### Set problem
Write out the lines below as a numbered list, omitting any blank lines.

Object point labels
+--
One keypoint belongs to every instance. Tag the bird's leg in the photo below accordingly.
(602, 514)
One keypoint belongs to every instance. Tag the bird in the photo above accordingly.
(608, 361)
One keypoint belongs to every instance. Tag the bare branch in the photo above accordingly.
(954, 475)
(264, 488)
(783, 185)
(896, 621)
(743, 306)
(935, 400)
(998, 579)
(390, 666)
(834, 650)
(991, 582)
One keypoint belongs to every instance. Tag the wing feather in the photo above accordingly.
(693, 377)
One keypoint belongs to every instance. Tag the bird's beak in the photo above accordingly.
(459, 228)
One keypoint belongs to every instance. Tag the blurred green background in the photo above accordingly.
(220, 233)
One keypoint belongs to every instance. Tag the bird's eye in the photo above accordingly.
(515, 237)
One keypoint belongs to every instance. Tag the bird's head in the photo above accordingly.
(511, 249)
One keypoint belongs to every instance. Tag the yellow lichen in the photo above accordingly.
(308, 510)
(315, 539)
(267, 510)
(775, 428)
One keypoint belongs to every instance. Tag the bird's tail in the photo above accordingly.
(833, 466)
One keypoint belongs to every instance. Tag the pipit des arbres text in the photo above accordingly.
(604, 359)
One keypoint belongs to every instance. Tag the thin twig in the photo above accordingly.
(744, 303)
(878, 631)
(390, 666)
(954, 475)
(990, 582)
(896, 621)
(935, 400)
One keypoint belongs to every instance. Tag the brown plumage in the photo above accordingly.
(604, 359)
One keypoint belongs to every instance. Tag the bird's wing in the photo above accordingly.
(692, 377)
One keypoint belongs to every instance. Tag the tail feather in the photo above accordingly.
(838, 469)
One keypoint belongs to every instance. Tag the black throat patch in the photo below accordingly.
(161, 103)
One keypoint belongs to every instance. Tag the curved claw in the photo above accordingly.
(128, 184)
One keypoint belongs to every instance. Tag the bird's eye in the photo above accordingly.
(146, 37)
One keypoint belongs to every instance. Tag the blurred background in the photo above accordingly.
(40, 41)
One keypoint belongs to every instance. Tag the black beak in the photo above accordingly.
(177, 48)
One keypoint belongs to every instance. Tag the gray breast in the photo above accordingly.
+--
### Full response
1. One keypoint belongs to every instance. Tag the bird's leg in the photo below accordingly.
2. (602, 514)
3. One keypoint belongs to every instance. Tag the bird in the photo above accordingly.
4. (608, 361)
5. One keypoint belongs to every instance. Tag the bare branch in the photo above accordingly.
6. (954, 475)
7. (264, 488)
8. (783, 185)
9. (896, 621)
10. (743, 306)
11. (935, 400)
12. (998, 579)
13. (390, 666)
14. (834, 650)
15. (991, 582)
16. One keypoint belongs to every instance. Tag the wing feather in the photo above accordingly.
17. (693, 377)
18. One keypoint belongs to every instance. Tag the bird's beak in the photo above accordingly.
19. (459, 228)
20. One keypoint belongs to every instance. Tag the blurred green background in the photo above accordingly.
21. (220, 233)
22. One keypoint belongs to every instance. Tag the bird's eye in the photo above accordingly.
23. (515, 237)
24. One keypoint belongs to every instance. Tag the bird's head in the photo above accordingly.
25. (511, 249)
26. One keypoint belongs to every instance. Tag the yellow lichen in the photo above accordingly.
27. (308, 510)
28. (315, 539)
29. (267, 510)
30. (775, 428)
31. One keypoint belongs to every instance. Tag the bird's tail in the photo above accordingly.
32. (833, 466)
33. One keypoint belongs to every instance. Tag the pipit des arbres text in the photo above accordingly.
34. (604, 359)
35. One keypoint belongs to every instance. Tag the thin twig in the photo above accordingly.
36. (744, 303)
37. (878, 631)
38. (390, 666)
39. (954, 475)
40. (990, 582)
41. (896, 621)
42. (935, 400)
43. One keypoint belongs to every instance. Tag the brown plumage in the photo above accordingly.
44. (604, 359)
45. One keypoint belongs to every instance. Tag the bird's wing in the photo above accordingly.
46. (692, 377)
47. One keypoint belongs to every instance. Tag the tail feather in the photo above accordingly.
48. (838, 469)
49. One keypoint belongs to every instance. Tag the black throat patch in the photo below accordingly.
50. (161, 103)
51. One keypoint belongs to every instance. Tag the curved claw in the photo above accordingly.
52. (128, 184)
53. One keypoint belongs to every instance. Tag the bird's eye in the photo above accordingly.
54. (146, 37)
55. One keypoint belongs to every instance. Tag the blurred background in the photo above accordingly.
56. (40, 41)
57. One keypoint belongs to every instance. Tag the black beak in the photo above accordingly.
58. (177, 48)
59. One keypoint belongs to every instance. Tag the gray breast in the photo above accordingly.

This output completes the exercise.